[Pointing records for named objects]
--------------------------------------------------
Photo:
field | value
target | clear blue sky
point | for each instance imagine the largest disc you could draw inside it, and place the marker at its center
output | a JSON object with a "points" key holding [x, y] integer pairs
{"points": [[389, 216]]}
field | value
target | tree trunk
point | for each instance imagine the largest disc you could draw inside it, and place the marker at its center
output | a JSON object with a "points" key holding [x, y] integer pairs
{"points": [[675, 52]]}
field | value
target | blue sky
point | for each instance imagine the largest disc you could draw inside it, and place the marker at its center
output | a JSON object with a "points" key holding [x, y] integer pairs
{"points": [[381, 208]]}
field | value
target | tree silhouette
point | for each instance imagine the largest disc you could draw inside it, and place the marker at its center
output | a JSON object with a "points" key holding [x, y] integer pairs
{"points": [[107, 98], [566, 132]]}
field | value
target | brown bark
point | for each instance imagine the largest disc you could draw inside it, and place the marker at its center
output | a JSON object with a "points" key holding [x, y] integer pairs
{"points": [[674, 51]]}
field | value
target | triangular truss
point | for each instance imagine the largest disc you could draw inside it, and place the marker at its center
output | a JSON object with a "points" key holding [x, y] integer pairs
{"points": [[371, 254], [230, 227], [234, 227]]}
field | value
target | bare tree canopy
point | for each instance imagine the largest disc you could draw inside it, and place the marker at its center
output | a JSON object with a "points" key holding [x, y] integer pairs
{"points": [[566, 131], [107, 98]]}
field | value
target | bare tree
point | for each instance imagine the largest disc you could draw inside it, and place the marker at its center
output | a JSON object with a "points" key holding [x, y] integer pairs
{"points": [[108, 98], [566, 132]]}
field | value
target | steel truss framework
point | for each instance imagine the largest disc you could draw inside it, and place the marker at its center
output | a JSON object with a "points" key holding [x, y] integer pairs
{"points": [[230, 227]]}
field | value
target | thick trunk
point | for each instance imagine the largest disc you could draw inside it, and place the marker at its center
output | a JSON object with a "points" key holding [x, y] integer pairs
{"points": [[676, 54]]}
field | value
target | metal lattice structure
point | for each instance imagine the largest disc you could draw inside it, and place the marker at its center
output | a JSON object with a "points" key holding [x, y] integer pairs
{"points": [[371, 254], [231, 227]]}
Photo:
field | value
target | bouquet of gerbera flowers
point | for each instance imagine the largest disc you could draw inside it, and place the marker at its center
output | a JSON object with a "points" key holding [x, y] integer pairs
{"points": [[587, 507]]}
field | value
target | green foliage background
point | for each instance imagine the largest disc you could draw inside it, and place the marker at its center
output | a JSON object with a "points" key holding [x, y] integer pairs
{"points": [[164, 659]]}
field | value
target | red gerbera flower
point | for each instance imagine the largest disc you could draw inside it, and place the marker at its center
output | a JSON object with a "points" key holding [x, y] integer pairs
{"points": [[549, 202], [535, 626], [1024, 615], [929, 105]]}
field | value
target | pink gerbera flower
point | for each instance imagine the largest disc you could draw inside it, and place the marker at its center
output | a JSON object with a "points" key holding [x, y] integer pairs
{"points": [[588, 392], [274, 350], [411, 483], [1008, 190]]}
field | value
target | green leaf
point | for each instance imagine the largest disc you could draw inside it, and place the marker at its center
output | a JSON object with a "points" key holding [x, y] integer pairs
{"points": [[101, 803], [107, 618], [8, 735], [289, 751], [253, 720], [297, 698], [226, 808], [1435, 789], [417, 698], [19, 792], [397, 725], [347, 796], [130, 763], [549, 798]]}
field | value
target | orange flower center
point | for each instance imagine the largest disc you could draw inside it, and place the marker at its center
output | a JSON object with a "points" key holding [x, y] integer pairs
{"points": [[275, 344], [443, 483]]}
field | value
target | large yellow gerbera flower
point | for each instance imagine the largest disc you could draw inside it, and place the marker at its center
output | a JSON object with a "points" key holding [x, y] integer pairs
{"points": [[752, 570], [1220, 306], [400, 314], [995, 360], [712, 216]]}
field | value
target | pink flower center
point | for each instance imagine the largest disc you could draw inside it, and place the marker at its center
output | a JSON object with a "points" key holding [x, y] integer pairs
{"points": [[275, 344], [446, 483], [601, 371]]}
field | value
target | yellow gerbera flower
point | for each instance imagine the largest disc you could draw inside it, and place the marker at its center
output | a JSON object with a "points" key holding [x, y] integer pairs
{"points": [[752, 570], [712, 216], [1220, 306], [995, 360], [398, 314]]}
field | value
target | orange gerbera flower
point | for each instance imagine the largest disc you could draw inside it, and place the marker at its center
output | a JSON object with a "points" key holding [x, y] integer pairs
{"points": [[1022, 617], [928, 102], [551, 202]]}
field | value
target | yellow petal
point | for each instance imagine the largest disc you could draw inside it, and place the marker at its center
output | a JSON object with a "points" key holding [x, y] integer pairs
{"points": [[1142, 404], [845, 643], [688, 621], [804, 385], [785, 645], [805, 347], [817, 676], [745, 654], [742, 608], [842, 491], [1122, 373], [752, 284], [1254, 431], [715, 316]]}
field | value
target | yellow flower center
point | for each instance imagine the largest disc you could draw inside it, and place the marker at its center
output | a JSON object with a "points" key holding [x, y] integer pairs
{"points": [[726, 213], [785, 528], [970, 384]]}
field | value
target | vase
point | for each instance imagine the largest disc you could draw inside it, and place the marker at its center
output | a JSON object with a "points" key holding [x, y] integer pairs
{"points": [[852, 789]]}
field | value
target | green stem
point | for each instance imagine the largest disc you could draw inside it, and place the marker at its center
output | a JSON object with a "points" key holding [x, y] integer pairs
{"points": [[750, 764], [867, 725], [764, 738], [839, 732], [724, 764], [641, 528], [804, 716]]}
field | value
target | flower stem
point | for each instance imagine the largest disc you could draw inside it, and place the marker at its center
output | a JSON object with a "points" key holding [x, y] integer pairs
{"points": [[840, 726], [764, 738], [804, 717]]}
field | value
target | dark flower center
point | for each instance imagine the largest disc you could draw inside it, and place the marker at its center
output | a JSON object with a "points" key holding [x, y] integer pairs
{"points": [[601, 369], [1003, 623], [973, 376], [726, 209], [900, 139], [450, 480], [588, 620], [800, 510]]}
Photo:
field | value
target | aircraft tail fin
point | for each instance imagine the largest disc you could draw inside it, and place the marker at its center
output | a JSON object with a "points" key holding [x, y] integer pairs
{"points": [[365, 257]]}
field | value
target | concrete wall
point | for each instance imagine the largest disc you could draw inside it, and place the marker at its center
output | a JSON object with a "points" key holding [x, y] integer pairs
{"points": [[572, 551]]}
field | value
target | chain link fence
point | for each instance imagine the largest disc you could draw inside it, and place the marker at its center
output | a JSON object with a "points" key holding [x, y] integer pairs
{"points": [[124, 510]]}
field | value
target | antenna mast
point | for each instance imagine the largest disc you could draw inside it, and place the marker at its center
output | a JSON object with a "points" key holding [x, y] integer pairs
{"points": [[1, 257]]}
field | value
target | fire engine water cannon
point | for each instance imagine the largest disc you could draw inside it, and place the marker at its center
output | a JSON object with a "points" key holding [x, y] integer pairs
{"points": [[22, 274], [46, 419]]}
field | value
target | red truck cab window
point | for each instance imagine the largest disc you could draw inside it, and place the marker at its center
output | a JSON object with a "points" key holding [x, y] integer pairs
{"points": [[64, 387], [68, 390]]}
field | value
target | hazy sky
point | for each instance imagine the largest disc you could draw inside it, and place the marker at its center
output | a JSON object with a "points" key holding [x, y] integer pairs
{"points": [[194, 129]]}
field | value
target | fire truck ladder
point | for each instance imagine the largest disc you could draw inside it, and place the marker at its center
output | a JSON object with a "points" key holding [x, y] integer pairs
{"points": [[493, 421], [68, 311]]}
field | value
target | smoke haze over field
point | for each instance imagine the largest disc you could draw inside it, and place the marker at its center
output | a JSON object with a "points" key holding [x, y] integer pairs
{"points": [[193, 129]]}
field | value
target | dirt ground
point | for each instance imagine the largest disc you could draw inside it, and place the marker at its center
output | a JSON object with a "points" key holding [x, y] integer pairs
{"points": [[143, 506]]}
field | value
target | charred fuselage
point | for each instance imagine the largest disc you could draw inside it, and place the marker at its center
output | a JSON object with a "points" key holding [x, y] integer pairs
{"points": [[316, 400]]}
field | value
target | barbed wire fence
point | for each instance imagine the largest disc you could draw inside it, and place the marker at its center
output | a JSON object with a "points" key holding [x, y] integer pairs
--------------------------------------------------
WHAT IS ASKED: Pick out each line of the data above that contains the string "truss" and copy those lines in full.

OUTPUT FOR THIS TASK:
target | triangular truss
target | steel truss framework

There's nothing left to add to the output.